**Stated task**: Please print every line of the listing below verbatim, with nothing added, dropped, or changed.

========

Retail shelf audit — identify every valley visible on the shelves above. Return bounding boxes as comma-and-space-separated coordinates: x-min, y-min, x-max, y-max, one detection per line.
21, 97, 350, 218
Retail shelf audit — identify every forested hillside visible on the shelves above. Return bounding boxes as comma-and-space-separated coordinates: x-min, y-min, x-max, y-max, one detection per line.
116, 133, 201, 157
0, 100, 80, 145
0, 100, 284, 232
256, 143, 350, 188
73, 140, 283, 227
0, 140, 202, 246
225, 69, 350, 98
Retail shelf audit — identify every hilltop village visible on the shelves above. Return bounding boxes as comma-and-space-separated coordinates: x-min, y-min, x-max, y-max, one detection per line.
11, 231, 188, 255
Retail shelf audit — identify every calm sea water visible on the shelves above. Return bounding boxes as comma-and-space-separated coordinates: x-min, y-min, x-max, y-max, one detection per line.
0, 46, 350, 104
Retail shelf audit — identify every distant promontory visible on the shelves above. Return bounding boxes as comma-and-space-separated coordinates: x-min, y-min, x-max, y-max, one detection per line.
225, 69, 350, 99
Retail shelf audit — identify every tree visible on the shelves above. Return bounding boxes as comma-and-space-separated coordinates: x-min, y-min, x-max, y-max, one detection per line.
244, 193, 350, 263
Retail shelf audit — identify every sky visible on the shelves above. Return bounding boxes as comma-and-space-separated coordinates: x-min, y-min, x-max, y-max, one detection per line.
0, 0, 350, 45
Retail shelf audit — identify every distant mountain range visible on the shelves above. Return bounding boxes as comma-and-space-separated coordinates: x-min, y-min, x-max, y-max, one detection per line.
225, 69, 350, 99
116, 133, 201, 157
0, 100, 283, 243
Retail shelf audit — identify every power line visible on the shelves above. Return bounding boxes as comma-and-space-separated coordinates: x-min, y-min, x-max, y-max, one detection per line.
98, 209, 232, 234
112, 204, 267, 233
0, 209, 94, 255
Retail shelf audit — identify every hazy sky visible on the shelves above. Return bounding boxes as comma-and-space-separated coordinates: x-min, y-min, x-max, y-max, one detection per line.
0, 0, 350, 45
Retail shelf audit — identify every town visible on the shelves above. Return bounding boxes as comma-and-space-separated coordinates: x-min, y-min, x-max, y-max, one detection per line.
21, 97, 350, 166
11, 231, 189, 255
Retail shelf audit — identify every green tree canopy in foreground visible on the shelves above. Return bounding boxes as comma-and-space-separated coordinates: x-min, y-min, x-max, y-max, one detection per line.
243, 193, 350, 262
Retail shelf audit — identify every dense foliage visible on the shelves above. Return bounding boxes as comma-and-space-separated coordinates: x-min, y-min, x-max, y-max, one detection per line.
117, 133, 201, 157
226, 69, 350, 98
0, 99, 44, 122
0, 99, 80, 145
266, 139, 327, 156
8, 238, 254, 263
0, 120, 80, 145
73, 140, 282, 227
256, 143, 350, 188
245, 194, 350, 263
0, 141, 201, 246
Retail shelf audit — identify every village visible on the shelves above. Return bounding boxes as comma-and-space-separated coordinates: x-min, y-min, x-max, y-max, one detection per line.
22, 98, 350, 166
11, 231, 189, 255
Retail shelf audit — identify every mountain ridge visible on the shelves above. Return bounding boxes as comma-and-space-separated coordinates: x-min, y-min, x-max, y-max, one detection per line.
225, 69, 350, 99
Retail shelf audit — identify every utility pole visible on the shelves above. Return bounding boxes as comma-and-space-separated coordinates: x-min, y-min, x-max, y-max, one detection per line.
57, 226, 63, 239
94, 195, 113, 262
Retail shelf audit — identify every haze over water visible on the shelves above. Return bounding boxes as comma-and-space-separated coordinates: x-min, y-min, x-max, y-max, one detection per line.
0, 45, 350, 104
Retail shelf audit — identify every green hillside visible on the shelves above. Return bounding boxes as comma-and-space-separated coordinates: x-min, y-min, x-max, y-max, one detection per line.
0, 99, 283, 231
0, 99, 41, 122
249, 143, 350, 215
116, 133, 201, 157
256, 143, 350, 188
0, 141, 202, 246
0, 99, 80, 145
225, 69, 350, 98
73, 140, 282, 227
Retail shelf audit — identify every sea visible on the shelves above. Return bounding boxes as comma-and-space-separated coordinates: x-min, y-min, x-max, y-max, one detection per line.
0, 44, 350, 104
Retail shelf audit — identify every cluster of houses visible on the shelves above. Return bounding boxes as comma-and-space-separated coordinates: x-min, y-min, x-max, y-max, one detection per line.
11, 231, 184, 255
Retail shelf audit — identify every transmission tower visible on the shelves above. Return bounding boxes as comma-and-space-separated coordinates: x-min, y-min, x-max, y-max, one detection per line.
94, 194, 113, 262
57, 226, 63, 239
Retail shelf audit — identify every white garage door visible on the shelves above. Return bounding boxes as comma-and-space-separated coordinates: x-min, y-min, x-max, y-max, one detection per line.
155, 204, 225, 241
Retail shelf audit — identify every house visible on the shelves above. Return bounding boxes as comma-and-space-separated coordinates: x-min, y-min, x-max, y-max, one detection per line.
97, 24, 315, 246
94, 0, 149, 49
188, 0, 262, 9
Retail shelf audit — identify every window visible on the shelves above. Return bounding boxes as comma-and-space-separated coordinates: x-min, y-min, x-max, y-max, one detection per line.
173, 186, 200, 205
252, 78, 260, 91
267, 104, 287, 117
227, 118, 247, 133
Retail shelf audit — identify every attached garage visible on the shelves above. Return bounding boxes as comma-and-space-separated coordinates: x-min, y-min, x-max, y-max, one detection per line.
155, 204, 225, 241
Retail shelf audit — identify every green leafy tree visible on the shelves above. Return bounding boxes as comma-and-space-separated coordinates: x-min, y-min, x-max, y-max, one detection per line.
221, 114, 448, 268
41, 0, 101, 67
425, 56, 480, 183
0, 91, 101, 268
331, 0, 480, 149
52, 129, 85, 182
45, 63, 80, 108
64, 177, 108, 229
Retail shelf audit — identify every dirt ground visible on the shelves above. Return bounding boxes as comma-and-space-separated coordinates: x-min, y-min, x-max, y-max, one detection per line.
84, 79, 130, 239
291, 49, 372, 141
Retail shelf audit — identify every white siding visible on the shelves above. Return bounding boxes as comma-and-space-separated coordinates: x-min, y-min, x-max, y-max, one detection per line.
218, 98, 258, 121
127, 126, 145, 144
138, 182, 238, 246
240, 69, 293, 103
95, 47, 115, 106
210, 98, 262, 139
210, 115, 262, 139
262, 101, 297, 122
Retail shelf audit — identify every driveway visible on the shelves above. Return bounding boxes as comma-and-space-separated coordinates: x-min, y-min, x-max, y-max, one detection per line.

========

**Result**:
Retail shelf audit — identify every valley visible on the shelves above. Return bounding boxes as comma-and-space-separated coordinates: x-min, y-min, x-max, y-max, one detection per line.
21, 97, 350, 218
Retail shelf audit — identify every forested hillside visible on the shelves above. Return bounding boxes as comma-and-space-separated coordinates: x-min, y-min, x-max, y-max, one detection per line.
116, 133, 201, 157
0, 100, 80, 145
0, 100, 284, 232
256, 143, 350, 188
73, 140, 283, 227
0, 140, 202, 246
225, 69, 350, 98
Retail shelf audit — identify every hilltop village visible on the shelves above. Return bounding boxes as comma-and-space-separated coordinates: x-min, y-min, x-max, y-max, one detection per line.
11, 231, 188, 255
Retail shelf audit — identify every calm sea water visible on the shelves above. Return bounding boxes as comma-and-space-separated coordinates: x-min, y-min, x-max, y-max, one detection per line.
0, 46, 350, 104
Retail shelf audit — identify every distant promontory visible on the shelves above. Return bounding boxes as comma-and-space-separated coordinates: x-min, y-min, x-max, y-max, one detection per line.
225, 69, 350, 99
Retail shelf audit — identify every tree visible on the shelves above. Return bounding boxes as comma-and-space-separated coordinates: x-min, y-min, x-max, y-max, one detection per line.
244, 193, 350, 263
Retail shelf audit — identify every sky visible on the shelves above. Return bounding boxes as comma-and-space-separated coordinates: x-min, y-min, x-max, y-max, one detection per line.
0, 0, 350, 45
Retail shelf audit — identify every distant mountain range visible on the shelves above. Return bounding boxes as comma-and-space-separated coordinates: x-min, y-min, x-max, y-max, one detection per line.
225, 69, 350, 99
116, 133, 201, 157
0, 100, 283, 243
Retail shelf audit — identify every power line visible on the shelves above. Return bounding boxes as comma-and-space-separated coordinates: x-min, y-min, x-max, y-max, one detection per line.
98, 209, 232, 234
112, 204, 267, 233
0, 209, 94, 255
Retail shelf audit — identify every hazy sky visible on the shelves above. Return bounding boxes as comma-and-space-separated coordinates: x-min, y-min, x-max, y-max, one detection per line.
0, 0, 350, 45
Retail shelf audit — identify every town visible on the shelves above. Return bounding boxes as comma-and-space-separated coordinates: x-min, y-min, x-max, y-max, one detection per line.
21, 97, 350, 166
11, 231, 189, 255
Retail shelf audit — identify every green tree canopy in foreground visible on the shelves above. Return bounding boxes as comma-and-space-separated coordinates: x-min, y-min, x-max, y-max, one detection per line.
243, 193, 350, 262
Retail shelf audit — identify every dense foliage visible on the shelves above. Return bounding boxes as comma-and-space-separated coordinates: x-min, y-min, x-max, y-max, one detection per line.
117, 133, 201, 157
226, 69, 350, 98
0, 99, 44, 122
0, 99, 80, 145
266, 139, 327, 156
8, 238, 254, 263
0, 120, 80, 145
73, 140, 282, 227
256, 143, 350, 188
245, 194, 350, 263
0, 141, 201, 246
Retail shelf audit — identify every village visible on the shelves above. Return bounding boxes as comma-and-space-separated coordinates: x-min, y-min, x-max, y-max, one detection per line.
22, 98, 350, 166
11, 231, 189, 255
Retail shelf audit — identify every mountain ridge visible on the shelves above. Return bounding boxes as comma-and-space-separated coordinates: x-min, y-min, x-max, y-max, one detection per line.
225, 69, 350, 99
Retail shelf audit — identify every utility pole visible on the shelves above. Return bounding boxes as comma-and-space-separated coordinates: x-min, y-min, x-max, y-max, one detection per line.
57, 226, 63, 239
94, 195, 113, 262
Retail shelf audit — identify every haze over water visible on the shelves above. Return bounding boxes as comma-and-space-separated coordinates: x-min, y-min, x-max, y-max, one detection per line.
0, 45, 350, 104
Retail shelf audit — identify every green hillside visible on the shelves above. Return bounding boxes as comma-and-space-separated coordinates: x-min, y-min, x-max, y-max, one detection per line.
0, 99, 283, 231
0, 99, 41, 122
249, 143, 350, 215
116, 133, 201, 157
256, 143, 350, 188
0, 141, 202, 246
0, 99, 80, 145
225, 69, 350, 98
73, 140, 282, 227
Retail shelf audit — identify every sea visible on the shelves above. Return bounding boxes as comma-and-space-separated coordinates: x-min, y-min, x-max, y-max, one detection per line.
0, 44, 350, 104
Retail shelf audit — identify every cluster of houses visible on the shelves above. Return bounding boxes as comma-and-space-separated coordinates: x-min, y-min, x-max, y-max, one detection per line.
11, 231, 184, 255
Retail shelf audit — identify every transmission tower visible on the shelves above. Return bounding boxes as comma-and-space-separated coordinates: x-min, y-min, x-max, y-max, one detection per line.
94, 194, 113, 262
57, 226, 63, 239
Retail shelf audit — identify every white garage door visible on the shelves above. Return bounding boxes as comma-and-space-separated coordinates: x-min, y-min, x-max, y-max, one detection per line.
155, 204, 225, 241
Retail shelf audit — identify every house visible on the shelves above. Return bounding boxes as comma-and-space-separated coordinates: x-min, y-min, x-max, y-max, one detection per line.
97, 24, 315, 246
94, 0, 149, 49
188, 0, 262, 9
Retail shelf audit — identify every window visible on the shelves above. Return bounding boxes as comma-and-space-separated coordinates: x-min, y-min, x-max, y-max, one detection per line.
173, 186, 200, 205
252, 78, 260, 91
267, 104, 287, 117
227, 118, 247, 133
Retail shelf audit — identify every attached garage visible on the shelves above. Return bounding boxes as comma-and-space-separated coordinates: x-min, y-min, x-max, y-max, one detection per line.
155, 204, 225, 241
Retail shelf audit — identify every green leafy tree visible on the shelves above. Return bounding boxes as comma-and-space-separated coordinates: x-min, y-min, x-max, y-max, one detection per line.
221, 114, 448, 268
41, 0, 101, 67
425, 56, 480, 183
0, 91, 101, 268
331, 0, 480, 149
52, 129, 85, 182
45, 63, 80, 108
64, 177, 108, 229
Retail shelf audit — identify every dirt ground visible on the shelves above. Return bounding boxes as comma-and-space-separated coordinates: x-min, y-min, x-max, y-max, one detection per line.
84, 79, 130, 239
291, 49, 372, 141
Retail shelf audit — identify every white siding visible on the shelves above. Return bounding boxes as comma-and-space-separated coordinates: x-min, y-min, x-max, y-max, one detection per line.
218, 98, 258, 121
127, 126, 145, 144
138, 182, 238, 246
240, 69, 293, 103
95, 47, 115, 106
210, 98, 262, 139
210, 115, 262, 139
262, 101, 297, 122
Retail shelf audit — identify every driveway visible on the shelves above. Return bounding boxes as comma-and-space-separated coordinates: x-min, y-min, x-max, y-max, one detection per line.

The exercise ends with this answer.